Dataset:
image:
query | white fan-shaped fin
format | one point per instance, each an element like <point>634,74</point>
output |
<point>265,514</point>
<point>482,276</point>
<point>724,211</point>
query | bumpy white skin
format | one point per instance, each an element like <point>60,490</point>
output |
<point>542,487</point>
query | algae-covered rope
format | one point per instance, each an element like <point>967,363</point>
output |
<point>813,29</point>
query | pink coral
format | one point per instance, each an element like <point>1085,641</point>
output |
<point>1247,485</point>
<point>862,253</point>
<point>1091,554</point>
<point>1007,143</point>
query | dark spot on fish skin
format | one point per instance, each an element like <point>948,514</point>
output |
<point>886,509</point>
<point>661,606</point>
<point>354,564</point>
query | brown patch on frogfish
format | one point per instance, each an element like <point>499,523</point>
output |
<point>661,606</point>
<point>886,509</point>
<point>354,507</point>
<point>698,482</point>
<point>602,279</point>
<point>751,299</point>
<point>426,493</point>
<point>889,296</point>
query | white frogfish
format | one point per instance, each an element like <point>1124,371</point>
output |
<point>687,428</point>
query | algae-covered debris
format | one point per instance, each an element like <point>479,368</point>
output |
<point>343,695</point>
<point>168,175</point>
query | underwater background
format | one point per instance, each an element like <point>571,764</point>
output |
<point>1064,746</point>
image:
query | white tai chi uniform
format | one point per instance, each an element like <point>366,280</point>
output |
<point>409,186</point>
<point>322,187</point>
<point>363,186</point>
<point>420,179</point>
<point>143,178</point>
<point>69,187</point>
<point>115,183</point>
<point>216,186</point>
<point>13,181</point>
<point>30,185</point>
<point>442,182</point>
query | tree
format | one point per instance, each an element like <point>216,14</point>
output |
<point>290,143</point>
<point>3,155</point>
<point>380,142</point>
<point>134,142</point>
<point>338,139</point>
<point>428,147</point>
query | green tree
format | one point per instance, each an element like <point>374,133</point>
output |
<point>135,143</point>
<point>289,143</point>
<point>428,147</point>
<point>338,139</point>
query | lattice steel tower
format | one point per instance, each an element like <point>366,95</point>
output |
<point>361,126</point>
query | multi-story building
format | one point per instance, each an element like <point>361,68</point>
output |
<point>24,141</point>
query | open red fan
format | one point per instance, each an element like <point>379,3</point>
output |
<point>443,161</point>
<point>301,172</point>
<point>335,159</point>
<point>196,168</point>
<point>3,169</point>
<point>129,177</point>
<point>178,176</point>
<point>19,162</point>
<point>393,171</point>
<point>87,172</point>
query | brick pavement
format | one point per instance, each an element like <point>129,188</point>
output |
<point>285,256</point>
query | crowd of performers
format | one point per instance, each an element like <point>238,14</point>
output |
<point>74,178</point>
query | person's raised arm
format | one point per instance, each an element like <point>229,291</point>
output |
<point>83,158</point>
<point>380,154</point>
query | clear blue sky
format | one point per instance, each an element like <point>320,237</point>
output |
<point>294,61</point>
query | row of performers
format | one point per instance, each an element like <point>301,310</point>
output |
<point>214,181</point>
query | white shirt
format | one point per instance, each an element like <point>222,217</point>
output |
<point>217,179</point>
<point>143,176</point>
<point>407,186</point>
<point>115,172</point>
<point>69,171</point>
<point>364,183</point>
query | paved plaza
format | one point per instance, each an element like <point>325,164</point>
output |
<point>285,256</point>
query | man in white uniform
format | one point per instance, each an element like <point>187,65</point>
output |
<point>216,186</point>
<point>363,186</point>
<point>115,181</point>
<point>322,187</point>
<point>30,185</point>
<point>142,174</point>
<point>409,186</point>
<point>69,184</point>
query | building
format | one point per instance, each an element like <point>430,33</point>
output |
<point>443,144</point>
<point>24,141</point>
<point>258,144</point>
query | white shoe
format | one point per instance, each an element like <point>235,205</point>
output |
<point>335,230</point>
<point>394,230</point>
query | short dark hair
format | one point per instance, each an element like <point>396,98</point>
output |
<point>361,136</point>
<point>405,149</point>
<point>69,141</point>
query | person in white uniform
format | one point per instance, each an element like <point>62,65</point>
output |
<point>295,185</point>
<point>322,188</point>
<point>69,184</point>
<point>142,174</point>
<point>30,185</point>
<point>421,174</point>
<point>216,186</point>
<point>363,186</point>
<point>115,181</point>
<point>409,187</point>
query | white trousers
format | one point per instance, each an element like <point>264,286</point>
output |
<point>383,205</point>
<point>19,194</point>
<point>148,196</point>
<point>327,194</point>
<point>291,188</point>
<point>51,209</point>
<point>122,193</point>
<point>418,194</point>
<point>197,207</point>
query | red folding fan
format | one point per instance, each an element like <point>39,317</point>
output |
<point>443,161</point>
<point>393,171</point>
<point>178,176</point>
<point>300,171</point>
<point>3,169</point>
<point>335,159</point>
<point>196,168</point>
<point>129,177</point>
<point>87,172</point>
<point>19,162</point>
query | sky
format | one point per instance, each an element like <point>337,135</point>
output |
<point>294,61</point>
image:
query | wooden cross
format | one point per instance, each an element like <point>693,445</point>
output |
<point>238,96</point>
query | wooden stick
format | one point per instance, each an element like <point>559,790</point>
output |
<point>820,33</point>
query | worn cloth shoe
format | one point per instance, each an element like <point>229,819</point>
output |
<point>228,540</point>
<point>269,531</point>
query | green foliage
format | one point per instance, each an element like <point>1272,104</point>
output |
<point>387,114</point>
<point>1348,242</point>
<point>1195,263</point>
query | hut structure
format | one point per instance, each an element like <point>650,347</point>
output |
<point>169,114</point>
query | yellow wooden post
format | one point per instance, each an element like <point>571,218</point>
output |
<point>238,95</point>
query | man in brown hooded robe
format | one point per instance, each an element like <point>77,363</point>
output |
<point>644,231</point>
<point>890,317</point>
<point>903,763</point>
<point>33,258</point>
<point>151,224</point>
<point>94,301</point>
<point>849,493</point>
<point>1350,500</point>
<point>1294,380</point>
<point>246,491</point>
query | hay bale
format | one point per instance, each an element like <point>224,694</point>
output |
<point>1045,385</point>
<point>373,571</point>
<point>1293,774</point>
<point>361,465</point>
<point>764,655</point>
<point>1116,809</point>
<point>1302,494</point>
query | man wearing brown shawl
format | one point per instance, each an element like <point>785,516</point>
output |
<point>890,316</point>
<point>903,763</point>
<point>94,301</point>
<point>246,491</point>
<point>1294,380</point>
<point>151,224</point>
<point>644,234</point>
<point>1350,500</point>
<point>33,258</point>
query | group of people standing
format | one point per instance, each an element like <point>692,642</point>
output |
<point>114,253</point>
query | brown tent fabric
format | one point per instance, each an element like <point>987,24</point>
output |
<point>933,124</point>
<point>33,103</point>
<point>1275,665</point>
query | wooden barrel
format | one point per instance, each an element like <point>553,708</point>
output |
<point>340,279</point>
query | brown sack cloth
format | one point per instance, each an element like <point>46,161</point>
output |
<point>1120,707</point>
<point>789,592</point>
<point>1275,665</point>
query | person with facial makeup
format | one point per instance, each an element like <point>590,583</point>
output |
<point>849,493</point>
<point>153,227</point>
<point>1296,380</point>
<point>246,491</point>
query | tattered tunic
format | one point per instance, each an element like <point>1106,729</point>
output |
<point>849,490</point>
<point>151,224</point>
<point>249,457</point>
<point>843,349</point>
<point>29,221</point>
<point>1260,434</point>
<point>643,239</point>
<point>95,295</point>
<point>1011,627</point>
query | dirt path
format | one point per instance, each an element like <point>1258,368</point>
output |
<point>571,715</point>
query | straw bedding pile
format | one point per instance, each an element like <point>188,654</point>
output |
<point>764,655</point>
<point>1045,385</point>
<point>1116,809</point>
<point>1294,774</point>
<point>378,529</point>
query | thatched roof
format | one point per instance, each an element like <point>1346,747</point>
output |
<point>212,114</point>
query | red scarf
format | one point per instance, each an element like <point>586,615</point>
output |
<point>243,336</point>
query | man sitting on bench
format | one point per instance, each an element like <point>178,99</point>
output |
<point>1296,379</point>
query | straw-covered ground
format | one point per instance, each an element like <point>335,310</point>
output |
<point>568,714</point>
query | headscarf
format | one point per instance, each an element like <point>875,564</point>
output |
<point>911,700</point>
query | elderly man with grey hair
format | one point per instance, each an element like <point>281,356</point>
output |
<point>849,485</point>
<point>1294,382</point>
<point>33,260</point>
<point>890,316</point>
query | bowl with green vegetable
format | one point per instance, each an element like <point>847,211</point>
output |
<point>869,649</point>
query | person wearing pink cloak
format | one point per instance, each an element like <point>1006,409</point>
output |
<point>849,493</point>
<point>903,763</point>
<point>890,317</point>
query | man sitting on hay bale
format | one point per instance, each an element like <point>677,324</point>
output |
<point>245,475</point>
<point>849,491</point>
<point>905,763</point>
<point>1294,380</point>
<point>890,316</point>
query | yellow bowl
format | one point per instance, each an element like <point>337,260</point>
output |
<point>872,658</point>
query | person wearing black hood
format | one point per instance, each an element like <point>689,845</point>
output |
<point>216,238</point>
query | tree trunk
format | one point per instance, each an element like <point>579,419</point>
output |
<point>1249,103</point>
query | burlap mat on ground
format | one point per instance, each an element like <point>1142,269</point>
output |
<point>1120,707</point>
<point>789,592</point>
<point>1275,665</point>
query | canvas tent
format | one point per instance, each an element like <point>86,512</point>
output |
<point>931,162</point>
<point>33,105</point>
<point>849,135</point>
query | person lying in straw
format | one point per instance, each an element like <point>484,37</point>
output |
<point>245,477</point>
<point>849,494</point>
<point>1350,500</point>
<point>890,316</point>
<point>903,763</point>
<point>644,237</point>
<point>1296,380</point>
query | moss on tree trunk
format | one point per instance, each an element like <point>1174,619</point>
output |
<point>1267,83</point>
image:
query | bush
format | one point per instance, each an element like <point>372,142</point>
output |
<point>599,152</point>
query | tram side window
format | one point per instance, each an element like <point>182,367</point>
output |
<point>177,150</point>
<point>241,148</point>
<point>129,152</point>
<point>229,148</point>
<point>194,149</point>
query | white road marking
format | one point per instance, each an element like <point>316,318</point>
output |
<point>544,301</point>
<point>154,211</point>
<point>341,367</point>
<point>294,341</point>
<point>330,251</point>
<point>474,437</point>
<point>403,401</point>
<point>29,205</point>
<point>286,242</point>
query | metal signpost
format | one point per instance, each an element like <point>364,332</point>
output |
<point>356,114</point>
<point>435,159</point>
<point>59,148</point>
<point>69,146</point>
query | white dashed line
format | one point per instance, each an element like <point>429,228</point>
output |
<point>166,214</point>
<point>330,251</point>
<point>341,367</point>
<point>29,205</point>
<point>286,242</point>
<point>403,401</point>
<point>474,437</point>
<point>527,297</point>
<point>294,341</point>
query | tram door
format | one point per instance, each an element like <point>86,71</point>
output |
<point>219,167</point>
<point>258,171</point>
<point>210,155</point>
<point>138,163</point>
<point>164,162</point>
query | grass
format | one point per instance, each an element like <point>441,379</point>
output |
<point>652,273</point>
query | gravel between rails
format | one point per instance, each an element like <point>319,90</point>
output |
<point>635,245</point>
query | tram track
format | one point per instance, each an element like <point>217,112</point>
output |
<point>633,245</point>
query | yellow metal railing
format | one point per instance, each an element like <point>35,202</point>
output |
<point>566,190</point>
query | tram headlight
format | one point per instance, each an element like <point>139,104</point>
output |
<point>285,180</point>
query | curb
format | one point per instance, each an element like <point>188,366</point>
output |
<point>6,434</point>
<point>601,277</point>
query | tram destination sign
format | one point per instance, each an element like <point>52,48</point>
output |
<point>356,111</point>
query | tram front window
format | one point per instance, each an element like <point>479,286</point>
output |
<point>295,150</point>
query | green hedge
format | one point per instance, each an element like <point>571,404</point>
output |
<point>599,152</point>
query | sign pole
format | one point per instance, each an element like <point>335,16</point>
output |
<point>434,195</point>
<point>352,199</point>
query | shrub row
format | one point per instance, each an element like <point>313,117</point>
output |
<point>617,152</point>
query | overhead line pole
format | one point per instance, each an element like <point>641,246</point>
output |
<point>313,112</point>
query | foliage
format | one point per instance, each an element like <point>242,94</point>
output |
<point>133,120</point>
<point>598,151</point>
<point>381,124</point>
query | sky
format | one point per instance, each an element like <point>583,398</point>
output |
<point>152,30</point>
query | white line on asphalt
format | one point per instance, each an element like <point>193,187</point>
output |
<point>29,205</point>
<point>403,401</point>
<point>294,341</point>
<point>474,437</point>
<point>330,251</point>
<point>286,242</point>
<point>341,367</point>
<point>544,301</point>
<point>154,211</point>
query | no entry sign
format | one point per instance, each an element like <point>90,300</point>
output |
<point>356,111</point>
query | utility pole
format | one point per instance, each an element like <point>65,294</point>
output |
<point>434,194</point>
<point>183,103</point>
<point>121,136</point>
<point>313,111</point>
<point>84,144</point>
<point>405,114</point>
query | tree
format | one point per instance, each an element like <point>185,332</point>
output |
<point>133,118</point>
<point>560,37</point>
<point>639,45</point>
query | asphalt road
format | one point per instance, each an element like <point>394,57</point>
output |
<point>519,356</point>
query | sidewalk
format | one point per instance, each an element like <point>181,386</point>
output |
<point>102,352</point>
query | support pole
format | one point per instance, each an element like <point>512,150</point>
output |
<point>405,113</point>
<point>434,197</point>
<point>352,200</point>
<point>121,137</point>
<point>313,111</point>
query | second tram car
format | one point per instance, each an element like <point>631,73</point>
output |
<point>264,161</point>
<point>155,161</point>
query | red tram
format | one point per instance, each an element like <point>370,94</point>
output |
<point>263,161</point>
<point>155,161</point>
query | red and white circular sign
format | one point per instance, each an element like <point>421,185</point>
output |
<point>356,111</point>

Task goal: Copy the stretch from the line containing "query | dirt path" through the line containing "<point>243,336</point>", keeping every line including the requests, and multiply each coordinate in the answer points by 1.6, rounding to whole numbers with halves rounded up. Leave the numbers in the requests and in their format samples unchanged.

Answer to the exercise:
query | dirt path
format | one point per instance, each an element like <point>1258,368</point>
output |
<point>914,1144</point>
query | straw bedding pile
format | one point per instance, each an element like <point>188,654</point>
output |
<point>1222,1048</point>
<point>1672,616</point>
<point>1786,1294</point>
<point>2070,1238</point>
<point>605,846</point>
query | thatched roof
format | one point per instance, each an element like <point>1346,747</point>
output |
<point>339,182</point>
query | red scarf
format | one point per instance, each an element like <point>586,615</point>
output |
<point>389,538</point>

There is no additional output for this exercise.